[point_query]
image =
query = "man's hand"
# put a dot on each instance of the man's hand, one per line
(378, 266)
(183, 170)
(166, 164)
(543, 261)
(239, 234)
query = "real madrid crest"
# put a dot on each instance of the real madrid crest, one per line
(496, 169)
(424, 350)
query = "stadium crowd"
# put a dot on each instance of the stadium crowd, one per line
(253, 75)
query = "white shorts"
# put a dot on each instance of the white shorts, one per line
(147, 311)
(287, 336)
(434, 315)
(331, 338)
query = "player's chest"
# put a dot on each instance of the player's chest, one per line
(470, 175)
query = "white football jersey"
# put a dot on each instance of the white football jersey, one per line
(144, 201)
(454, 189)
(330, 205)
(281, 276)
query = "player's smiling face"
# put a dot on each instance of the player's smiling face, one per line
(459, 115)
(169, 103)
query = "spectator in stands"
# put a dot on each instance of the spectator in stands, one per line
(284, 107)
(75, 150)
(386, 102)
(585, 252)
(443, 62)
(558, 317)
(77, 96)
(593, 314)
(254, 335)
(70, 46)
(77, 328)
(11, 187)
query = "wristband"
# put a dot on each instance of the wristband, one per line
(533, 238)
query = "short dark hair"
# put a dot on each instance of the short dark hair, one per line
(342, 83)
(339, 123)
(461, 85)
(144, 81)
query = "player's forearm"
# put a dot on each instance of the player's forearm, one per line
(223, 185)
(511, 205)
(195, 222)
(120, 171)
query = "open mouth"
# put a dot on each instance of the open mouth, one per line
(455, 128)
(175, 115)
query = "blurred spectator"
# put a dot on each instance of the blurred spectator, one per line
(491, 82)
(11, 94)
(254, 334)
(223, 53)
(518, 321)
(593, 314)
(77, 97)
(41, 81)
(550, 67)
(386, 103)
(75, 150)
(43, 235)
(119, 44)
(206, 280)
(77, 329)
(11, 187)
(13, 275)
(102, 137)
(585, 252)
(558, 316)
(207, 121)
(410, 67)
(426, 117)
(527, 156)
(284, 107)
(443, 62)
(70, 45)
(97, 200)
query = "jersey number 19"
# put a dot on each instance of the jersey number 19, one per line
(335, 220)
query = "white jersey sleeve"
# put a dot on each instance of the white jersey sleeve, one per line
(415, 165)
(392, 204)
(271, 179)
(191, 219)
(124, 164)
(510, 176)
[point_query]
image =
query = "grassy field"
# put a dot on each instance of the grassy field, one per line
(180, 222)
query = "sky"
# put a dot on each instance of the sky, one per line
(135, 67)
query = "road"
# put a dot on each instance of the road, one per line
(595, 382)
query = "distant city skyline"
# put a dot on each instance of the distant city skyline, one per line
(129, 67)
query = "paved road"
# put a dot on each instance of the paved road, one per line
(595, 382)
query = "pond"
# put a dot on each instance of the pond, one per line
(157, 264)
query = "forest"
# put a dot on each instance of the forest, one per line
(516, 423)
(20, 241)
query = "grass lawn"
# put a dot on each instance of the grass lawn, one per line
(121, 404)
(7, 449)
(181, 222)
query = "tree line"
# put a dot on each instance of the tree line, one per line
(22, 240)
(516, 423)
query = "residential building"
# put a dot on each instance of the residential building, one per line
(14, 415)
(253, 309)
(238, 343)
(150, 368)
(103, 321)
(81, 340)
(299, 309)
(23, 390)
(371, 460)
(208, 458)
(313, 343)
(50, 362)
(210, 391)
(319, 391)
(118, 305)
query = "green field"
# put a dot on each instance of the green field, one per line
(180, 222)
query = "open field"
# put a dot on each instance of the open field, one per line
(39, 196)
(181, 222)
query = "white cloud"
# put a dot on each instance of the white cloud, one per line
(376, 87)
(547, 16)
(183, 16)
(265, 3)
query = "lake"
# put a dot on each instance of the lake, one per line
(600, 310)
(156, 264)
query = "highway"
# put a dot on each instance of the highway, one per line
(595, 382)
= = = = =
**THE PROBLEM**
Write the listing out again, exactly as it reads.

**COMPLETE ANSWER**
[point_query]
image =
query = "man's hand"
# put a dot on each instance of the man's hand, one per line
(378, 266)
(183, 170)
(166, 164)
(543, 261)
(239, 234)
query = "real madrid crest"
# put a dot on each instance of the real madrid crest, one per line
(496, 169)
(424, 350)
query = "stadium crowd"
# put a dot on each instance of the stadium crowd, one per line
(253, 75)
query = "white shorts"
# put a dot on each instance of the white shorts, one per line
(147, 311)
(287, 336)
(434, 315)
(331, 338)
query = "player's chest"
# put a dot on each instance of the player's chest, one per line
(470, 175)
query = "white football jersey"
# put a dot on each instance of the white football jersey, one per line
(144, 201)
(454, 189)
(330, 205)
(281, 276)
query = "player's smiling face"
# put a dot on each instance of the player's smiling face, one per line
(459, 115)
(169, 103)
query = "spectator in stands"
# put a dot on each instance of the spectator in stands, one per line
(284, 107)
(75, 150)
(386, 102)
(585, 252)
(443, 62)
(558, 317)
(77, 96)
(593, 314)
(254, 335)
(70, 46)
(77, 328)
(11, 187)
query = "wristband"
# put a dot on each instance of the wristband, one per line
(533, 238)
query = "short dark hair"
# put a dot on each instance of the short dark hair, one per line
(342, 83)
(339, 123)
(461, 85)
(144, 81)
query = "player's forearm"
# put a dot on each instance of the player's forearm, one per line
(223, 185)
(511, 205)
(195, 222)
(120, 171)
query = "open mouth"
# put a dot on each instance of the open mouth, one per line
(455, 128)
(175, 115)
query = "blurred spectator"
# put a dot on each instance of the blurred spectator, one per line
(491, 82)
(11, 94)
(254, 334)
(223, 53)
(518, 321)
(593, 314)
(77, 97)
(41, 81)
(550, 67)
(386, 103)
(75, 150)
(43, 235)
(119, 44)
(206, 280)
(77, 329)
(11, 187)
(13, 275)
(102, 137)
(585, 252)
(558, 316)
(207, 121)
(410, 67)
(426, 117)
(527, 156)
(284, 107)
(443, 62)
(70, 45)
(97, 200)
query = "jersey number 19"
# put a dot on each instance of the jersey number 19, one per line
(335, 220)
query = "white jersey sleeve"
# put a dot on each instance of the white jersey sleeve, one per line
(415, 165)
(392, 204)
(271, 179)
(191, 219)
(124, 164)
(510, 176)
[point_query]
image =
query = "grassy field"
# put a dot on each instance of the grassy field, one per line
(180, 222)
query = "sky"
# put a dot on each instance of the sky, one per line
(135, 67)
query = "road"
# put a dot on each instance of the road, one per line
(595, 382)
query = "distant city skyline"
# put a dot on each instance of the distant city skyline, one per line
(129, 67)
query = "paved road"
# put a dot on each instance of the paved road, one per line
(595, 382)
query = "pond"
# put a dot on each instance of the pond, one per line
(157, 264)
query = "forest"
# put a dot on each instance of the forest, one per line
(516, 423)
(20, 241)
query = "grass lawn"
# put a dot on each instance of the grass lawn, one per line
(121, 404)
(7, 449)
(181, 222)
query = "tree line"
# put a dot on each instance of the tree line, one per line
(22, 240)
(516, 423)
query = "residential building"
# put a dot on each instance of the residential building, one per line
(14, 415)
(253, 309)
(238, 343)
(150, 368)
(103, 321)
(81, 340)
(299, 309)
(23, 390)
(371, 460)
(208, 458)
(313, 343)
(50, 362)
(210, 391)
(319, 391)
(118, 305)
query = "green field"
# put a dot on each instance of the green field, one per line
(180, 222)
query = "open field"
# put a dot on each instance of the open field, one per line
(39, 196)
(181, 222)
query = "white cloud"
# put a dot on each instance of the white cloud, one per line
(376, 87)
(547, 16)
(183, 16)
(265, 3)
query = "lake"
# put a dot on each instance of the lake, one per line
(600, 310)
(156, 264)
query = "highway"
# put a dot on each instance of the highway, one per line
(595, 382)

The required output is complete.